- **Written problem**
Exactly repeat the full listing that follows.

- **Data extract**
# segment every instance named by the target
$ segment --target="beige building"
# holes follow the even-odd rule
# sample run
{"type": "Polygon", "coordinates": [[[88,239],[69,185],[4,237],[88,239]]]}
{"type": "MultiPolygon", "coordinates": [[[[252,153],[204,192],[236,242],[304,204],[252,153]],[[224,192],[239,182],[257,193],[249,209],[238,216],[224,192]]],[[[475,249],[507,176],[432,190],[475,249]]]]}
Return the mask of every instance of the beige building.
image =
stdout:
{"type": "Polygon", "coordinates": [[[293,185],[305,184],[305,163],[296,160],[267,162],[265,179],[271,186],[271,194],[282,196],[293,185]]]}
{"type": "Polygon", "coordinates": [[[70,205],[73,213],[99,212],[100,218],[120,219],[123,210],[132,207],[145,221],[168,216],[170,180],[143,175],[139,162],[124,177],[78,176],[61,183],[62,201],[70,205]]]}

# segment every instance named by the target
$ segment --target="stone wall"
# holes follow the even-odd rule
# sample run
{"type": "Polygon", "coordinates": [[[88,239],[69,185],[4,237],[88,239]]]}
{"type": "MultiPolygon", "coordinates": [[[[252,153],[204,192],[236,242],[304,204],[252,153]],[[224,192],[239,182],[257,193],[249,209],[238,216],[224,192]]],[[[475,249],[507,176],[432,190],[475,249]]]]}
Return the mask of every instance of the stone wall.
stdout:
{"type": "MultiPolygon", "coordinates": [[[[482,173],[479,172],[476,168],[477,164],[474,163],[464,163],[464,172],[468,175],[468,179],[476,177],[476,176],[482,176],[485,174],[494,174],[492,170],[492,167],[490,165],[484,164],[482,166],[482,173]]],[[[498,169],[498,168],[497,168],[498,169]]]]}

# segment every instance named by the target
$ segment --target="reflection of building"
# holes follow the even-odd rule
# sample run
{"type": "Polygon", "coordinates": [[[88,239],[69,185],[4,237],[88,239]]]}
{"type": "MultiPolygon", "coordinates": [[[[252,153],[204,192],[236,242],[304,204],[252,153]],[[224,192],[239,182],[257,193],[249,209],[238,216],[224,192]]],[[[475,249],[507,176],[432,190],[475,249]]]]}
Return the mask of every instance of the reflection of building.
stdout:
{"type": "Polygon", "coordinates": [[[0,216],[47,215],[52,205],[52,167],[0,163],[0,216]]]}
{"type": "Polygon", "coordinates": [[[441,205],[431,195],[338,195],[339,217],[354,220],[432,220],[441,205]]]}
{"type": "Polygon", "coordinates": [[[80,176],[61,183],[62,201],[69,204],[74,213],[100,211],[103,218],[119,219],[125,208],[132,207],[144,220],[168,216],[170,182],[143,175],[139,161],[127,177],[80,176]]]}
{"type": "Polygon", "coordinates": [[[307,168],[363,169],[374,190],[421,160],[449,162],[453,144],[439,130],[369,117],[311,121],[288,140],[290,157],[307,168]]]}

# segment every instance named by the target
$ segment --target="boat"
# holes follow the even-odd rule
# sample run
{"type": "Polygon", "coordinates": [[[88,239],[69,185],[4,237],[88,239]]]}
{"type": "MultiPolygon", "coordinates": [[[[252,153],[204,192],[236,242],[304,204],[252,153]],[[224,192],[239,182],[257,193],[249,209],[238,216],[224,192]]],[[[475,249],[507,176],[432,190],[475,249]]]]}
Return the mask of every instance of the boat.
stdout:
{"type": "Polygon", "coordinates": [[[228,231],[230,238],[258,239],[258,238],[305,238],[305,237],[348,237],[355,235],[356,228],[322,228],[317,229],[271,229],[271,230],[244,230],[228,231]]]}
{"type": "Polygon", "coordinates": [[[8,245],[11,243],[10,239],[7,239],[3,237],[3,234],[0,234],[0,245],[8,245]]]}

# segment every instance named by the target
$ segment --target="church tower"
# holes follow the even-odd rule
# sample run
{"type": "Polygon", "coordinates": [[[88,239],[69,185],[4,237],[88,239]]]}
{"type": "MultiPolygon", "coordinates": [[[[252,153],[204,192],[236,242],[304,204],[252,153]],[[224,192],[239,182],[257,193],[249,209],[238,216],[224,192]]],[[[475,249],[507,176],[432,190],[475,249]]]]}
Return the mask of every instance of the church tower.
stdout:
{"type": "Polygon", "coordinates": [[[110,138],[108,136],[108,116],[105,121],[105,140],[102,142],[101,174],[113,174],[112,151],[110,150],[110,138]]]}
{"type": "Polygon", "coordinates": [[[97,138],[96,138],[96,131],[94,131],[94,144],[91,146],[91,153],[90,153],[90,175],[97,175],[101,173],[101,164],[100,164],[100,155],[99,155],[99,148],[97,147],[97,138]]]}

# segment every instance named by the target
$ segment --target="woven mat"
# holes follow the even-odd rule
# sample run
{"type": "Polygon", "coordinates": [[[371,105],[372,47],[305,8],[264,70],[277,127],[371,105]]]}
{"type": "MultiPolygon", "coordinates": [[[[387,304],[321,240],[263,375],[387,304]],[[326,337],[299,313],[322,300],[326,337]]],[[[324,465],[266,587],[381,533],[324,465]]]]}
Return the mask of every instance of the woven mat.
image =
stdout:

- **Expected output**
# segment every instance named by the target
$ segment --target="beige building"
# holes follow the even-odd rule
# sample run
{"type": "Polygon", "coordinates": [[[88,239],[69,185],[4,237],[88,239]]]}
{"type": "MultiPolygon", "coordinates": [[[[252,153],[204,192],[236,242],[304,204],[252,153]],[[224,192],[239,182],[257,193],[249,209],[238,216],[224,192]]],[[[475,249],[507,176],[432,190],[475,249]]]]}
Return the mask of every instance of the beige building.
image =
stdout:
{"type": "Polygon", "coordinates": [[[293,185],[305,184],[305,163],[296,160],[267,162],[265,179],[271,186],[271,194],[282,196],[293,185]]]}
{"type": "Polygon", "coordinates": [[[70,205],[73,213],[99,212],[100,218],[120,219],[123,210],[132,207],[145,221],[168,216],[170,180],[143,175],[139,162],[124,177],[78,176],[61,183],[62,201],[70,205]]]}

# segment every instance named by the target
$ segment --target="stone wall"
# holes follow the even-odd rule
# sample run
{"type": "Polygon", "coordinates": [[[88,239],[69,185],[4,237],[88,239]]]}
{"type": "MultiPolygon", "coordinates": [[[[252,153],[204,192],[236,242],[304,204],[252,153]],[[224,192],[239,182],[257,193],[249,209],[238,216],[224,192]]],[[[475,249],[507,176],[432,190],[475,249]]]]}
Return the mask of every instance of the stone wall.
stdout:
{"type": "MultiPolygon", "coordinates": [[[[482,173],[479,172],[476,168],[477,164],[474,163],[464,163],[464,172],[468,175],[468,179],[476,177],[476,176],[482,176],[485,174],[494,174],[492,170],[492,167],[490,165],[484,164],[482,166],[482,173]]],[[[498,169],[498,168],[497,168],[498,169]]]]}

# segment every instance named by the target
$ segment --target="reflection of building"
# holes follow the even-odd rule
# sample run
{"type": "Polygon", "coordinates": [[[88,239],[69,185],[4,237],[88,239]]]}
{"type": "MultiPolygon", "coordinates": [[[[252,153],[204,192],[236,242],[304,204],[252,153]],[[224,192],[239,182],[257,193],[249,209],[238,216],[224,192]]],[[[475,249],[507,176],[432,190],[475,249]]]]}
Return the mask of every instance of the reflection of building.
stdout:
{"type": "Polygon", "coordinates": [[[0,216],[47,215],[52,205],[52,167],[0,163],[0,216]]]}
{"type": "Polygon", "coordinates": [[[441,205],[431,195],[338,195],[339,217],[354,220],[432,220],[441,205]]]}
{"type": "Polygon", "coordinates": [[[80,176],[61,183],[62,201],[69,204],[74,213],[100,211],[103,218],[119,219],[125,208],[132,207],[144,220],[168,216],[170,182],[143,175],[139,161],[127,177],[80,176]]]}
{"type": "Polygon", "coordinates": [[[307,168],[363,169],[374,190],[421,160],[449,162],[453,144],[439,130],[369,117],[311,121],[288,140],[290,157],[307,168]]]}

# segment every instance named by the target
$ segment --target="boat"
# holes follow the even-odd rule
# sample run
{"type": "Polygon", "coordinates": [[[88,239],[69,185],[4,237],[88,239]]]}
{"type": "MultiPolygon", "coordinates": [[[[252,153],[204,192],[236,242],[304,204],[252,153]],[[224,192],[239,182],[257,193],[249,209],[238,216],[224,192]]],[[[475,249],[507,176],[432,190],[475,249]]]]}
Return the mask of every instance of the boat.
stdout:
{"type": "Polygon", "coordinates": [[[228,231],[230,238],[258,239],[258,238],[305,238],[305,237],[348,237],[355,235],[356,228],[322,228],[317,229],[271,229],[271,230],[244,230],[228,231]]]}
{"type": "Polygon", "coordinates": [[[8,245],[11,243],[10,239],[7,239],[3,237],[3,234],[0,234],[0,245],[8,245]]]}

# segment every instance named by the target
$ segment --target="church tower"
# holes follow the even-odd rule
# sample run
{"type": "Polygon", "coordinates": [[[88,239],[69,185],[4,237],[88,239]]]}
{"type": "MultiPolygon", "coordinates": [[[[252,153],[204,192],[236,242],[304,204],[252,153]],[[224,192],[239,182],[257,193],[249,209],[238,216],[224,192]]],[[[475,249],[507,176],[432,190],[475,249]]]]}
Return the mask of every instance of the church tower.
stdout:
{"type": "Polygon", "coordinates": [[[110,138],[108,136],[108,116],[105,121],[105,140],[102,142],[101,174],[113,174],[112,151],[110,150],[110,138]]]}
{"type": "Polygon", "coordinates": [[[97,138],[96,138],[96,131],[94,131],[94,144],[91,146],[91,153],[90,153],[90,175],[97,175],[101,173],[101,164],[100,164],[100,155],[99,155],[99,148],[97,147],[97,138]]]}

# segment every instance named by the target
$ segment --target="woven mat"
# holes follow the even-odd rule
# sample run
{"type": "Polygon", "coordinates": [[[371,105],[372,47],[305,8],[264,70],[277,127],[371,105]]]}
{"type": "MultiPolygon", "coordinates": [[[[387,304],[321,240],[263,375],[387,304]],[[326,337],[299,313],[322,300],[326,337]]],[[[324,465],[266,587],[381,533],[324,465]]]]}
Return the mask of every instance of the woven mat.
image =
stdout:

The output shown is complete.